To be done ::
Please print every one of the rows below, character for character, with nothing changed.

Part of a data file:
════════════════════

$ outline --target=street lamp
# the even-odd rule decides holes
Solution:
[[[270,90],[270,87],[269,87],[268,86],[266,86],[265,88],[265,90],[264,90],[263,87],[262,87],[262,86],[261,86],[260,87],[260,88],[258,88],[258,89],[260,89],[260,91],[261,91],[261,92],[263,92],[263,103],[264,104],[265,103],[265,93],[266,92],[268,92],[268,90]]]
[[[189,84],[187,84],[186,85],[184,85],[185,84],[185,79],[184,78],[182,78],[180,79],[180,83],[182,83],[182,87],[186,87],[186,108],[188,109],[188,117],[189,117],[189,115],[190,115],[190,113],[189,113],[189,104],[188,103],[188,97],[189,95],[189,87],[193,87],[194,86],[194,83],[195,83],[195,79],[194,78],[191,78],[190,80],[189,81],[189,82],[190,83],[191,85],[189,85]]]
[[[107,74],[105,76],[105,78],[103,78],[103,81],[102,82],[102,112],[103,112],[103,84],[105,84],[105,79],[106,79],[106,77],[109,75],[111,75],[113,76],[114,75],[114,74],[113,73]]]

════════════════════

Completed exercise ::
$ outline --target=street lamp
# the even-odd rule decides holes
Solution:
[[[270,90],[270,87],[269,87],[268,86],[266,86],[265,88],[265,90],[264,90],[263,87],[262,87],[262,86],[261,86],[260,87],[260,88],[258,88],[258,89],[260,89],[260,91],[261,91],[261,92],[263,92],[263,103],[264,104],[265,103],[265,93],[266,92],[268,92],[268,90]]]
[[[189,84],[187,84],[186,85],[184,85],[185,84],[185,79],[184,78],[182,78],[180,79],[180,83],[182,83],[182,87],[186,87],[186,108],[188,109],[188,117],[189,117],[189,115],[190,115],[190,113],[189,113],[189,104],[188,103],[188,97],[189,95],[189,87],[193,87],[194,86],[194,83],[195,83],[195,79],[194,78],[191,78],[190,80],[189,81],[189,82],[190,83],[191,85],[189,85]]]
[[[107,74],[105,76],[105,78],[103,78],[103,81],[102,82],[102,112],[103,112],[103,84],[105,84],[105,79],[106,79],[106,77],[109,75],[111,75],[113,76],[114,75],[114,74],[113,73]]]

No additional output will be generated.